# 46 gal stocking recomendations



## krissytina (Aug 19, 2013)

Hi all, 
My 46 gal currently looks empty  
In it I have : african butterfly, indo datnoid (3inch), polypterus delhezi (4inch), turquoise rainbow (3inch), violet goby (6inch), and a clown pleco (1-2inch). 
Unless you're right next to the tank, you cant tell anything is in it. 
Does anyone have any ideas as to what i can add?? I do like the oddballs, but it's not a requirement. 
Thanks!


----------



## 20gallonplanted (Oct 28, 2013)

half black tetras dwarf gourami s silver tip tetras dojo loach


----------



## Jet (Oct 14, 2013)

The bichir (delhezi) can get up to around 40 cm, and it is predatory and will consume smaller companions. The violet goby can reach 60 cm (about two feet). So between those two fish alone your tank is almost fully stocked (even though they are small now). Also the datnoid can get that large too, and is predatory. Your butterfly and rainbow will be dead meat. Your tank, though it currently appears empty, will eventually be crammed. If it is possible you should buy another aquarium if you wish to keep these fish for maturity. Sorry to be the bearer of bad news.


----------

(Items from a dataset)

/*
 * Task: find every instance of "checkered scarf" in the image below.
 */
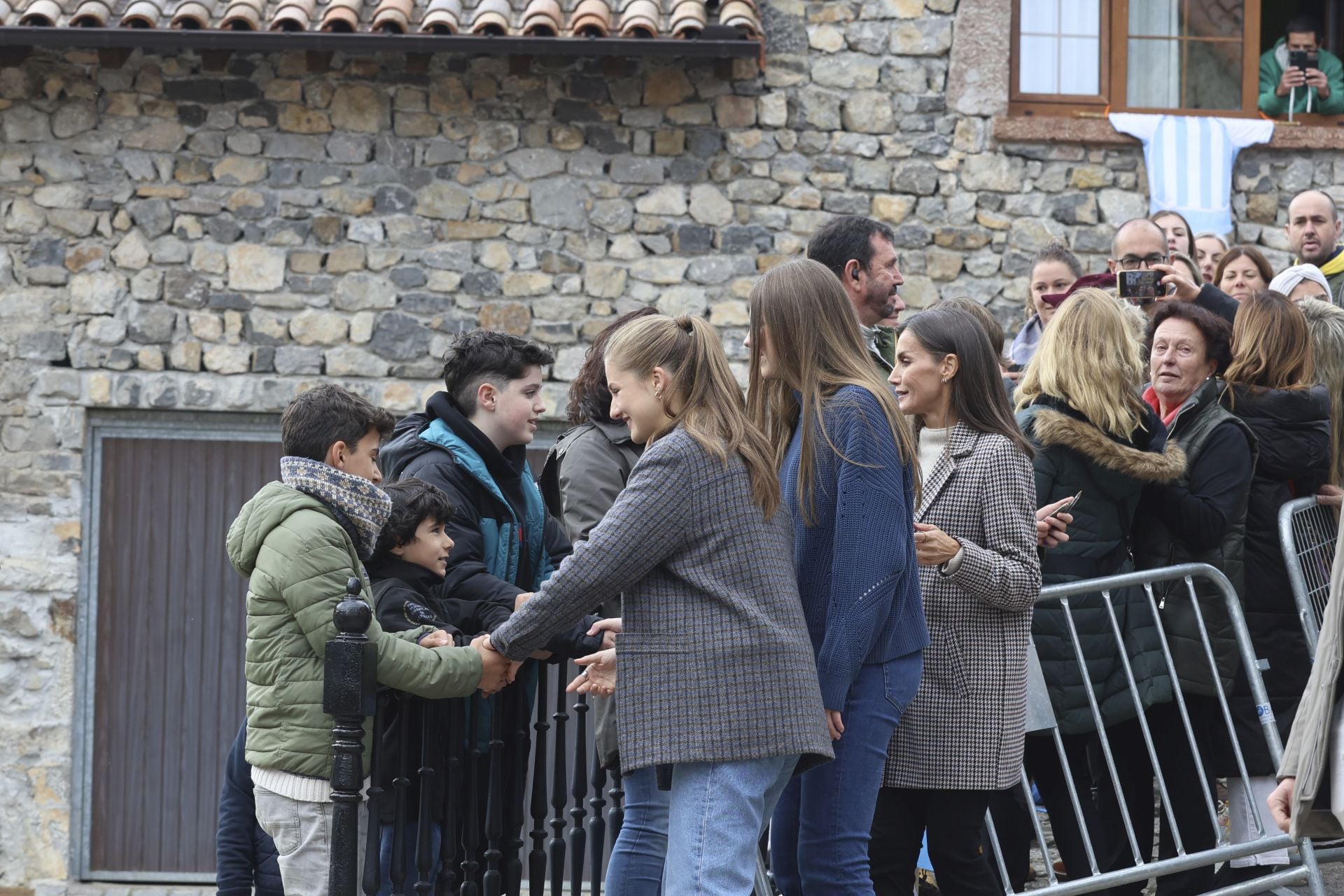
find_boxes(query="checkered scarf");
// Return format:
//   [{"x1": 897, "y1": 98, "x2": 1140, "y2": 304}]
[{"x1": 279, "y1": 456, "x2": 393, "y2": 560}]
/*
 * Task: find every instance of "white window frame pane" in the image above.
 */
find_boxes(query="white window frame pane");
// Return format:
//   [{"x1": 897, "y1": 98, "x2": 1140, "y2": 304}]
[
  {"x1": 1059, "y1": 0, "x2": 1100, "y2": 38},
  {"x1": 1017, "y1": 35, "x2": 1059, "y2": 94}
]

Required actions –
[A] From the 46-gallon stocking thread, list every fish the original poster says is currently in the tank.
[B] Duplicate everything in the 46-gallon stocking thread from "## Jet (Oct" down to "of bad news.".
[C] Render this sentence from the 46-gallon stocking thread in Spanish: "Your tank, though it currently appears empty, will eventually be crammed."

Answers to the tasks –
[A]
- African butterfly
- Indo datnoid (3 inch)
- Polypterus delhezi (4 inch)
- Turquoise rainbow (3 inch)
- Violet goby (6 inch)
- Clown pleco (1-2 inch)

[B]
## Jet (Oct 14, 2013)

The bichir (delhezi) can get up to around 40 cm, and it is predatory and will consume smaller companions. The violet goby can reach 60 cm (about two feet). So between those two fish alone your tank is almost fully stocked (even though they are small now). Also the datnoid can get that large too, and is predatory. Your butterfly and rainbow will be dead meat. Your tank, though it currently appears empty, will eventually be crammed. If it is possible you should buy another aquarium if you wish to keep these fish for maturity. Sorry to be the bearer of bad news.

[C] Tu acuario, aunque ahora parece vacío, con el tiempo estará abarrotado.